=== COMPLETE THE FOLLOWING ===
1. Edit the article on training to failure: write out the passage that begins at the words "(This article is" and ends after "as scientific fact.", swapping "dogma" for "orthodoxy".
2. Answer these questions about the article on training to failure:
(a) Which e-book was the article edited from?
(b) What does "failure" refer to?
(c) Besides saving wasted effort, what will a clear understanding of the failure principle prevent?

=== EXCERPT TO READ ===
+---+

I have counseled the practice of going to failure as a means to ensure muscle growth stimulation. But over the years much confusion has developed regarding the use of this principle. Having a clear understanding of the failure principle will save you...
(This article is edited from Pete Sisco's AMAZING bodybuilding e-Book, TRAIN SMART!)
I have counseled the practice of going to failure as a means to ensure muscle growth stimulation. (Failure refers to performing a set until the point of being unable to complete one more rep, despite all effort you "fail" to complete the last rep.) But over the years much confusion has developed regarding the use of this principle. Having a clear understanding of the failure principle will save you wasted effort and prevent you from accepting what has become dogma as scientific fact.

+---+

Named-object pointing records
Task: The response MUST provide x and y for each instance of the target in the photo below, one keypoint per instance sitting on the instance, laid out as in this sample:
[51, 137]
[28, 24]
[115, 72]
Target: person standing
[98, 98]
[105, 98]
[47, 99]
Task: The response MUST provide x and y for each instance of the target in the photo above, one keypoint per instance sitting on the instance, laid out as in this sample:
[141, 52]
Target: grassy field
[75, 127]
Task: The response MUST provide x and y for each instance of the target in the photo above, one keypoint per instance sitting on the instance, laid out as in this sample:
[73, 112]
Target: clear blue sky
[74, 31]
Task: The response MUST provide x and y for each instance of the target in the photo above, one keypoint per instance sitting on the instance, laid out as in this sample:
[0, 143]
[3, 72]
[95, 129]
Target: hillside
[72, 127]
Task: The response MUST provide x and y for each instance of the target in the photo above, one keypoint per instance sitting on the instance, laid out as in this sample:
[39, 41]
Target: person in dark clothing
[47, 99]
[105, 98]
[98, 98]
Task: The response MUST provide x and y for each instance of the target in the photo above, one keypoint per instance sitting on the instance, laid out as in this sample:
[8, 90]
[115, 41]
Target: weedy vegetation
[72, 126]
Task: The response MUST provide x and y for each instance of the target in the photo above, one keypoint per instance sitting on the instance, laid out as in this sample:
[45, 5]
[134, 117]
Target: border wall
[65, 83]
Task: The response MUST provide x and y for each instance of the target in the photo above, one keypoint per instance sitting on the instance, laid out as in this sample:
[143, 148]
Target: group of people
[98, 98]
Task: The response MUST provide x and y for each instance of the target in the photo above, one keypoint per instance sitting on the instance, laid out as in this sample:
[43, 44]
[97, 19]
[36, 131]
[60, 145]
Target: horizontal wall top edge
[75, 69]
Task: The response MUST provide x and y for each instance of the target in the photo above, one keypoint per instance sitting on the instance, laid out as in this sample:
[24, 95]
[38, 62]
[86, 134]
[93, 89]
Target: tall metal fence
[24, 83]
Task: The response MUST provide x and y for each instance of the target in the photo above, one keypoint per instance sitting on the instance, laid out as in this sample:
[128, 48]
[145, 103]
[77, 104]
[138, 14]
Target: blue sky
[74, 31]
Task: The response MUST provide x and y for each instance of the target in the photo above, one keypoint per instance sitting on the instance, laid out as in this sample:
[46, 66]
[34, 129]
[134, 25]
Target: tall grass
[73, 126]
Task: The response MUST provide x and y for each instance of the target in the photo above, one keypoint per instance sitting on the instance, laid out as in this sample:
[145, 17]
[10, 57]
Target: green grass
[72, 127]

+---+

=== WRITTEN RESPONSES ===
1.
(This article is edited from Pete Sisco's AMAZING bodybuilding e-Book, TRAIN SMART!)
I have counseled the practice of going to failure as a means to ensure muscle growth stimulation. (Failure refers to performing a set until the point of being unable to complete one more rep, despite all effort you "fail" to complete the last rep.) But over the years much confusion has developed regarding the use of this principle. Having a clear understanding of the failure principle will save you wasted effort and prevent you from accepting what has become orthodoxy as scientific fact.

2.
(a) Pete Sisco's bodybuilding e-book, TRAIN SMART!
(b) Performing a set until you are unable to complete one more rep.
(c) Accepting what has become dogma as scientific fact.